### Exercise goal
Pick out every line below that contains the string "target", and copy each one.
++++ Data to use
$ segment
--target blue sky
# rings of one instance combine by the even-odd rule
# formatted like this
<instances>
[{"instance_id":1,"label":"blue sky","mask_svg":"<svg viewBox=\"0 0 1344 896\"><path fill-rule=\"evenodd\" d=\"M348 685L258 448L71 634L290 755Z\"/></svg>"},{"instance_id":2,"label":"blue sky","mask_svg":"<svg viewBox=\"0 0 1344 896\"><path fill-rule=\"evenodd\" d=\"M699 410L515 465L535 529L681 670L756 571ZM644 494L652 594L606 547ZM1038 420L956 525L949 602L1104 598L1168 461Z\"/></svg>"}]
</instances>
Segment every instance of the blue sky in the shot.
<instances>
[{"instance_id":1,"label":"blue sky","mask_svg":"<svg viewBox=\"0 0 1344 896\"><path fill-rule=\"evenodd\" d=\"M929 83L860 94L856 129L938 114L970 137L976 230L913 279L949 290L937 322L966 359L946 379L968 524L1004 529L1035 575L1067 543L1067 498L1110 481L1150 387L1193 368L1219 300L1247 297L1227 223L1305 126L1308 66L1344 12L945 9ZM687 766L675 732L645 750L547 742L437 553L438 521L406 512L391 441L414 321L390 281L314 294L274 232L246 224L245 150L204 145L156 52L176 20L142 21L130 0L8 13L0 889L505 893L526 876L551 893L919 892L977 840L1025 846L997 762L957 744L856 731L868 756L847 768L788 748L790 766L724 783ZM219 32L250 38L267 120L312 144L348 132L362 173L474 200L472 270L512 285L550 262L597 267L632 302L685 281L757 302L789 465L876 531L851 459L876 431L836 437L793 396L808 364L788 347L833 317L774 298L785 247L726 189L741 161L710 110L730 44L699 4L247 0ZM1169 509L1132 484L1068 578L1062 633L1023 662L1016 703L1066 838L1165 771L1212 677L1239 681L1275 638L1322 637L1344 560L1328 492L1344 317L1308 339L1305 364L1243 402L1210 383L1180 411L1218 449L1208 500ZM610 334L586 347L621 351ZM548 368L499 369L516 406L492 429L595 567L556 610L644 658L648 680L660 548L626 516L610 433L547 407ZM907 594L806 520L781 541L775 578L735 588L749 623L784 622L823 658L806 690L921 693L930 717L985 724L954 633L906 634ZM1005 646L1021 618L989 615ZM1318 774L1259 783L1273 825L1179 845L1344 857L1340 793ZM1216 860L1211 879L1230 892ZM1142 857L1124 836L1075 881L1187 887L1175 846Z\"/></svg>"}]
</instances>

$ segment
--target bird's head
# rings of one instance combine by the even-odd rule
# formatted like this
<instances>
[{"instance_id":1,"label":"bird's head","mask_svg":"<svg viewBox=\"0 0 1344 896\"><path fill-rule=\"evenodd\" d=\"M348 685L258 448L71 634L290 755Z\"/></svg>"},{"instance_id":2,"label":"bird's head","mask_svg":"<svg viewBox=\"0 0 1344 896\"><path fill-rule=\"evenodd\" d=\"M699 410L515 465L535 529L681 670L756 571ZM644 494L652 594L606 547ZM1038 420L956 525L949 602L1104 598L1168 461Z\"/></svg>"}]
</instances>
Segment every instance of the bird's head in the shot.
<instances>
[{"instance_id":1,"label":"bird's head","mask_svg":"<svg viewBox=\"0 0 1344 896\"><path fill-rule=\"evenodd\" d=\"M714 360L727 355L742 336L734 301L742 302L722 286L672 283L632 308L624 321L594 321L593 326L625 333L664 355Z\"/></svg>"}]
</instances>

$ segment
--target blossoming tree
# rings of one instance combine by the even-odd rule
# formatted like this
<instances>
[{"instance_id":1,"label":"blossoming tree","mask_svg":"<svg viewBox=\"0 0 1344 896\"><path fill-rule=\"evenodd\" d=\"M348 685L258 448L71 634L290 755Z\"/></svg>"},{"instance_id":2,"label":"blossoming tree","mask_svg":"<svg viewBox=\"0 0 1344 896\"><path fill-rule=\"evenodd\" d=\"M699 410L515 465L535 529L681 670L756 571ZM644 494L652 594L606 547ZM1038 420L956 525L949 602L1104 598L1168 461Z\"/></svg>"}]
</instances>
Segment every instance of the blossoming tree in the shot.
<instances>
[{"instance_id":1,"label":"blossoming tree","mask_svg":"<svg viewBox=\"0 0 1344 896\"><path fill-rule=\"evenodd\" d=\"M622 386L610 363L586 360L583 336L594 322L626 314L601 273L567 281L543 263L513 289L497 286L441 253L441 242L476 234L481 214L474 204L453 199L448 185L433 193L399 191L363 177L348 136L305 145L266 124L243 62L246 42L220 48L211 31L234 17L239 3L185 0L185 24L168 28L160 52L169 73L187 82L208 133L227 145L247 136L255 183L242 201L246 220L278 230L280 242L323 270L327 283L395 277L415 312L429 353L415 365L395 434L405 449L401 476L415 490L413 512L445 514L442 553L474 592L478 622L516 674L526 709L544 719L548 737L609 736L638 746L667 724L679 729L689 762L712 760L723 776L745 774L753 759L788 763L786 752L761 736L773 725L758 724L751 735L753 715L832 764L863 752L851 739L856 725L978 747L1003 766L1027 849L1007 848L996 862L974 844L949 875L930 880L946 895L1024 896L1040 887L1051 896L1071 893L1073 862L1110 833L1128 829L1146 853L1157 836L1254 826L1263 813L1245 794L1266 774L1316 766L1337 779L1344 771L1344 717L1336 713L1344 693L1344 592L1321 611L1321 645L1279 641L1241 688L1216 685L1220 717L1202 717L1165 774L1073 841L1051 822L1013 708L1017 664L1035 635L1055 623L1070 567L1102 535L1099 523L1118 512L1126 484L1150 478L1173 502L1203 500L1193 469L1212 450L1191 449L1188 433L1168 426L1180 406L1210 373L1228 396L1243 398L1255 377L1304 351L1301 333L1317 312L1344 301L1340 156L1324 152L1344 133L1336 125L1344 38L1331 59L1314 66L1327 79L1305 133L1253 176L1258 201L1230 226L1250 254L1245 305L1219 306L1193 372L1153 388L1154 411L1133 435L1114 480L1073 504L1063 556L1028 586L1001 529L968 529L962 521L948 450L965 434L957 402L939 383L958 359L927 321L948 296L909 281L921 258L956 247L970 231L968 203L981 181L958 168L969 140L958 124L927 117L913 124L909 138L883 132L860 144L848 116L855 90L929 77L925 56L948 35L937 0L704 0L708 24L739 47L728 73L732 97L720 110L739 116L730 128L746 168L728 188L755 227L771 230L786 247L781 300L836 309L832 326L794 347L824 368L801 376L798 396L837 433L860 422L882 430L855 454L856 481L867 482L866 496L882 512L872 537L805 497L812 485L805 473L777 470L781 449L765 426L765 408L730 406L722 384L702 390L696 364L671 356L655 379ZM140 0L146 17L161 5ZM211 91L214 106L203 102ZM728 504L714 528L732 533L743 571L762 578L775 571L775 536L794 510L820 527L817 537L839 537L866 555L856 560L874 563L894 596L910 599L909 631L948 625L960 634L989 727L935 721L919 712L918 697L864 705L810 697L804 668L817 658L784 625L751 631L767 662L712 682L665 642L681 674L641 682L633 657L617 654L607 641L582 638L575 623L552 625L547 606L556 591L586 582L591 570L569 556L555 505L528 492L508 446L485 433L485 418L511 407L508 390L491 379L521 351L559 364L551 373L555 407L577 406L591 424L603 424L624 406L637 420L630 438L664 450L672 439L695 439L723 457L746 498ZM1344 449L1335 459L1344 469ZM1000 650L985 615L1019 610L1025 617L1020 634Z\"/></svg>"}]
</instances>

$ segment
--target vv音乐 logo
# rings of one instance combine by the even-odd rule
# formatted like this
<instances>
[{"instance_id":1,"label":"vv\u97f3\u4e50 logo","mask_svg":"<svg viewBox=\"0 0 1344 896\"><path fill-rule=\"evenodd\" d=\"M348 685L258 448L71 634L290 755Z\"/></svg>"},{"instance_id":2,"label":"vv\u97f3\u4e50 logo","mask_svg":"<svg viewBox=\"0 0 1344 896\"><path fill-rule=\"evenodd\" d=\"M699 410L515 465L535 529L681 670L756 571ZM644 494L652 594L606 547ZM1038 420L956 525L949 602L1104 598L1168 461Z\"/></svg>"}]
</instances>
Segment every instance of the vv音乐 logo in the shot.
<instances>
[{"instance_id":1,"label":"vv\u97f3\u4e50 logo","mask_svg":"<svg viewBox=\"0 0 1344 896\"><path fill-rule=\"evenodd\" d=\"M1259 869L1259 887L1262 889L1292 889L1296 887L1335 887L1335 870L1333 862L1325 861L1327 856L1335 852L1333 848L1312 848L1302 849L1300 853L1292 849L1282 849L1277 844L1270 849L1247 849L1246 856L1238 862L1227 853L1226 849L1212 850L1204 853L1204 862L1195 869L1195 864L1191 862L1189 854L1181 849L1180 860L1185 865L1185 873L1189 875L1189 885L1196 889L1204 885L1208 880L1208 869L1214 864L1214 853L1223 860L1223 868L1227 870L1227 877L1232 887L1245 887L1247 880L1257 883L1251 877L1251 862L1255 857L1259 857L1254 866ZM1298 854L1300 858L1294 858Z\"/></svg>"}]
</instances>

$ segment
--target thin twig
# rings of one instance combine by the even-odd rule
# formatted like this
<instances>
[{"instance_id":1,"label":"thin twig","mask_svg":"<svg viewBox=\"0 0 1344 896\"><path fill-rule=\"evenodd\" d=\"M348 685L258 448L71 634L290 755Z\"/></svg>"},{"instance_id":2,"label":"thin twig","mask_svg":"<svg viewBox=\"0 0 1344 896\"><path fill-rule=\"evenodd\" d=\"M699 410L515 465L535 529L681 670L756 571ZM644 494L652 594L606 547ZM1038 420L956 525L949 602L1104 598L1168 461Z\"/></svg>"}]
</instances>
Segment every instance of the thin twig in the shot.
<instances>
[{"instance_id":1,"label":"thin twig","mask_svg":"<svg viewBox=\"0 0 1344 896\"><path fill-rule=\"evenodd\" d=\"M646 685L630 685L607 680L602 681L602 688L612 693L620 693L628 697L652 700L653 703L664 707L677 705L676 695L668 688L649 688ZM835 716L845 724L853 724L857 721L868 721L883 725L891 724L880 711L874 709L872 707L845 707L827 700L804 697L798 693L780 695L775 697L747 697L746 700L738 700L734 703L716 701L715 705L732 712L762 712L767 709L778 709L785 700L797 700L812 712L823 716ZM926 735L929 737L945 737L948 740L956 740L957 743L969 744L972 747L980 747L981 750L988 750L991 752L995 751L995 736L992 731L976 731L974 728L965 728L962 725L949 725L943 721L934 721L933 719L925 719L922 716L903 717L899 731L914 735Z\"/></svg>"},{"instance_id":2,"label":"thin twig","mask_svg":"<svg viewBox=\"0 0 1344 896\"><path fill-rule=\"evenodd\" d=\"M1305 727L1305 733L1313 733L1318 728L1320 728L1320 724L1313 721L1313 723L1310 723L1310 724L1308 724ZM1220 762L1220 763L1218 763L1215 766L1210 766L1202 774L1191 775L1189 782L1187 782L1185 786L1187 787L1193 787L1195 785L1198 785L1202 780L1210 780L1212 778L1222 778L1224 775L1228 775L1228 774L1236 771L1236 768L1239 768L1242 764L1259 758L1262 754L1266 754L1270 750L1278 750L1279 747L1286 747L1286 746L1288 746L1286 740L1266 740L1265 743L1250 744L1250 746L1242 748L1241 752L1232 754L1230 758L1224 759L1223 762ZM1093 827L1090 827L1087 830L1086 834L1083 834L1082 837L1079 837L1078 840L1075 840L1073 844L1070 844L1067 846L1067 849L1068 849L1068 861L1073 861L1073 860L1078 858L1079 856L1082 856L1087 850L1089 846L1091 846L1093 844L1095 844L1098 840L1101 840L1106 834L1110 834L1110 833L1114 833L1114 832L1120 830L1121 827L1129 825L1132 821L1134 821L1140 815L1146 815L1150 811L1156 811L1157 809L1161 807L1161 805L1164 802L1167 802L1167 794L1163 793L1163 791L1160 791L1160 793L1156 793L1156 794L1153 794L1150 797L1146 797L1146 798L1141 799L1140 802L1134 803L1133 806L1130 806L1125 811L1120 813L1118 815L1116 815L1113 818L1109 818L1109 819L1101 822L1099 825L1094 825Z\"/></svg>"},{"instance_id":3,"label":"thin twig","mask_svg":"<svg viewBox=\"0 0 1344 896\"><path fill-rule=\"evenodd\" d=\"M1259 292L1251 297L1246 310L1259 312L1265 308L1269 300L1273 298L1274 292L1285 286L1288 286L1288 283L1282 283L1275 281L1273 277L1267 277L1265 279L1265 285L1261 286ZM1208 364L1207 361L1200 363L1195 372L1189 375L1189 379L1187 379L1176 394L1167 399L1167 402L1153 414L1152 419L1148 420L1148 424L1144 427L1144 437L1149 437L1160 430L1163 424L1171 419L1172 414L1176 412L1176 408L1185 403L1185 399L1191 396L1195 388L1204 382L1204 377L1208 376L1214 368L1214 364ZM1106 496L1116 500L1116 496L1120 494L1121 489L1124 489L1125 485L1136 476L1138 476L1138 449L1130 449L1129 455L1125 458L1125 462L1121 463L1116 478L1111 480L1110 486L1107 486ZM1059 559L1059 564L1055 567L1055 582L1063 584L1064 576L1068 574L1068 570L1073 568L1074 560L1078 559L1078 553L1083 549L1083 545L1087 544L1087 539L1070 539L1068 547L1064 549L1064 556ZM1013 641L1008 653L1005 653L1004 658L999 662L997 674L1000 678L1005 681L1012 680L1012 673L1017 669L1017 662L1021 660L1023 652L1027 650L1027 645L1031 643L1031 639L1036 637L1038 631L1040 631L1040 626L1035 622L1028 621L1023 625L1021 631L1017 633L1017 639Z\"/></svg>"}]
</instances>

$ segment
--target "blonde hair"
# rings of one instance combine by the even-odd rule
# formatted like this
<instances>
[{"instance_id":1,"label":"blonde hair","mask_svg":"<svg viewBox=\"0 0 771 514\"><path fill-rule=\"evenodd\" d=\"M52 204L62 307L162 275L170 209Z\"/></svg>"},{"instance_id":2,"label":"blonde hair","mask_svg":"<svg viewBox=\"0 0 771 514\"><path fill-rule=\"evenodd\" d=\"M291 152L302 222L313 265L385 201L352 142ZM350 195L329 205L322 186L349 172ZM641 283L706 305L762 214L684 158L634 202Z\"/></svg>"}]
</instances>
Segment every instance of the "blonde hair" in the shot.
++++++++
### The answer
--target blue sky
--target bird's head
--target blossoming tree
--target vv音乐 logo
--target thin twig
--target "blonde hair"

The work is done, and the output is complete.